Know someone FRAZZLED this December?

Know someone SAD this holiday?

Know anyone IN THE DARK about the point of Christmas?

. . . Want to light up their tree a bit?

A Better December casts ancient King Solomon as a farsighted author who penned his famous Proverbs to coach modern people through the stress and melancholy of the Christmas holidays. With a zippy style and playful mood, Steve Estes’s little volume moves from the sage’s clever holiday tips to a gentle but compelling introduction to the One behind Christmas. It is spread with poignant, but not sappy, true stories. Pint-sized and pen-and-ink-illustrated, A Better December is intended as a book to give at Christmas.

“Here’s a book like you’ve never read before. It meets us at the intersection of ancient biblical wisdom and the dreams, struggles, and disappointments that are part of our Christmas season. With humor, poignancy, and clarity Estes demonstrates that Solomon knew things about our holidays that we all need to know. With the help of Solomon, Estes shows you how you can have a Christmas that actually matches the message of the season you are celebrating.”

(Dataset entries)
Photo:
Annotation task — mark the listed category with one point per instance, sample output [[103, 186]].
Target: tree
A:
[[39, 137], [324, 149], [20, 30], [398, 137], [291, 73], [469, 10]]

_REQUEST 1_:
Answer these questions from the book description:
(a) Which ancient figure does the book cast as the author coaching modern people through the holidays?
(b) How is the book illustrated?
(c) According to the quoted praise, with what three qualities does Estes write?
_REQUEST 2_: Please reproduce every one of the dataset rows above without changing any character.
The book description and the dataset rows have no connection to each other.

_FINISHED ANSWER 1_:
(a) King Solomon
(b) With pen-and-ink illustrations
(c) Humor, poignancy, and clarity

_FINISHED ANSWER 2_:
Photo:
Annotation task — mark the listed category with one point per instance, sample output [[103, 186]].
Target: tree
A:
[[39, 137], [324, 149], [20, 30], [398, 137], [291, 73], [469, 10]]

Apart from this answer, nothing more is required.